[[ Extract, beginning ]]

Jalicia Wyatt, 32, of Humphrey has made history as the first Black city councilwoman for the city of Humphrey.
Born and raised in Humphrey, Wyatt remembers how vibrant the small community was growing up as a child. A University of Arkansas at Pine Bluff graduate, Wyatt said when she returned home from college, her once-booming community of approximately 500 people was no longer.
She wanted to get involved in seeing the town progress and decided to get involved in the city government.
"Humphrey started to see a decline when the Humphrey School District along with the Gillett School District consolidated into the Dewitt School District in 2004 and finally closing the Humphrey Elementary School in 2009," said Wyatt, who said her mom encouraged her to run. "I ran in the 2008 election and lost by only a few votes."
The loss didn't discourage Wyatt. Instead, she felt inspired, considering being away from her hometown for years and only losing by a handful of votes. Wyatt began to educate herself more on city government and became very active in her community with feeding programs and events catered toward the youth and families.
Wyatt, who works in Little Rock as a mental health supervisor at United Health Services, and now with children of her own, said she didn't want her community to die. She said she noticed families with young children were scarce as many people were relocating or leaving to go to college and not returning home as she did.
Wyatt sought out the opportunity to run for City Council when she found out her neighbor, former council member Eddie White, would not be seeking reelection.
She also said other council members, as well as her family, pushed her, stating her young, fresh, and innovative ideas could benefit the city. "There were different things in the community I felt could have been done differently," said Wyatt, who added that many Humphrey citizens were complaining. "I attended City Council meetings for two years and realized the people needed a voice."
Wyatt ran and was unopposed. She was sworn in Monday at the Humphrey City Council meeting. Not only was Wyatt the first Black city councilwoman, but she is also the only woman on the 2021 City Council and the youngest.
Willing to take risks, Wyatt said she wanted to show that race or gender doesn't matter and times are changing where diversity is leading the way.
"A lot of times women are afraid. I want people to know I will have a voice," said Wyatt. "Women can say things, stand their ground, and be assertive. If I bring something to the table, I expect it to have the same level of respect and attention as anyone else."

[[ Extract, end ]]
[[ Available data, beginning ]]

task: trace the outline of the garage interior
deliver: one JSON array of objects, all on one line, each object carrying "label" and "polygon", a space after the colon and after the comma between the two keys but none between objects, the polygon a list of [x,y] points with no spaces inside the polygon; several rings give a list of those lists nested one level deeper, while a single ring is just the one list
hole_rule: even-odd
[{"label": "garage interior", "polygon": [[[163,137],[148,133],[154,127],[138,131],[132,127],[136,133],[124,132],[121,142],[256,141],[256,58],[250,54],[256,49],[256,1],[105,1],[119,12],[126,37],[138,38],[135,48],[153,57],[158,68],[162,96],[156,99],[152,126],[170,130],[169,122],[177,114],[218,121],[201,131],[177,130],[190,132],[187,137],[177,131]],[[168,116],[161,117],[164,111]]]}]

[[ Available data, end ]]

Work to be completed
Retype the passage of the article about Jalicia Wyatt, everything from "The loss didn't" down to "as she did.". The listing here was taken from a different source than the article.

Answer
The loss didn't discourage Wyatt. Instead, she felt inspired, considering being away from her hometown for years and only losing by a handful of votes. Wyatt began to educate herself more on city government and became very active in her community with feeding programs and events catered toward the youth and families.
Wyatt, who works in Little Rock as a mental health supervisor at United Health Services, and now with children of her own, said she didn't want her community to die. She said she noticed families with young children were scarce as many people were relocating or leaving to go to college and not returning home as she did.